What you are asked to do =>
Copy all records verbatim, images excluded.

Stored data entries
⟨

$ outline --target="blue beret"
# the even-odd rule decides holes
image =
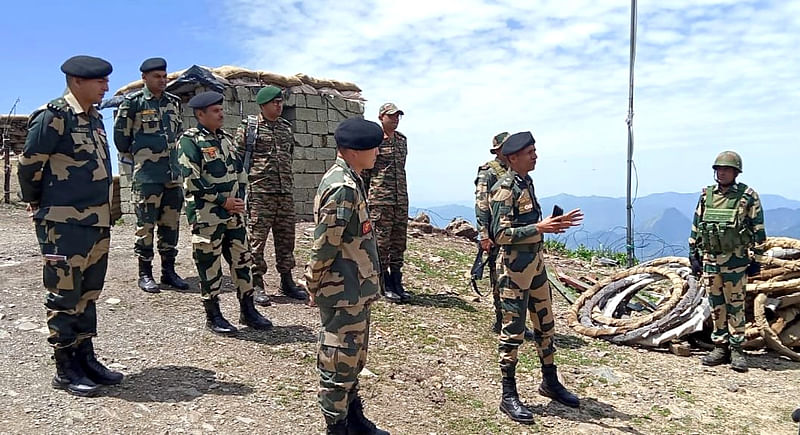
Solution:
[[[535,143],[536,140],[529,131],[514,133],[503,143],[503,155],[508,156],[520,152]]]
[[[150,59],[145,59],[142,62],[142,66],[139,67],[139,71],[141,72],[149,72],[149,71],[166,71],[167,70],[167,61],[161,57],[151,57]]]
[[[214,104],[222,103],[222,99],[224,96],[219,92],[214,91],[206,91],[201,92],[191,100],[189,100],[189,107],[192,109],[205,109],[208,106],[213,106]]]
[[[363,118],[342,121],[333,134],[336,145],[354,150],[369,150],[383,142],[383,129],[377,123]]]
[[[269,103],[276,98],[282,98],[281,88],[271,85],[264,86],[260,91],[258,91],[258,94],[256,94],[256,104],[260,106],[262,104]]]
[[[99,79],[111,74],[111,64],[99,57],[72,56],[61,64],[61,72],[73,77]]]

⟩

Result =>
$ outline --target="blue beret"
# the even-odd rule decides holes
image =
Solution:
[[[535,143],[536,140],[529,131],[514,133],[503,143],[503,155],[508,156],[520,152]]]
[[[150,59],[145,59],[142,62],[142,66],[139,67],[139,71],[141,72],[149,72],[149,71],[166,71],[167,70],[167,61],[161,57],[151,57]]]
[[[214,104],[222,103],[222,99],[224,96],[219,92],[214,91],[206,91],[201,92],[191,100],[189,100],[189,107],[192,109],[205,109],[208,106],[213,106]]]
[[[363,118],[342,121],[333,134],[336,145],[354,150],[369,150],[383,142],[383,129],[377,123]]]
[[[269,103],[276,98],[282,98],[281,88],[271,85],[264,86],[260,91],[258,91],[258,94],[256,94],[256,104],[260,106],[262,104]]]
[[[99,79],[111,74],[111,64],[99,57],[72,56],[61,64],[61,72],[73,77]]]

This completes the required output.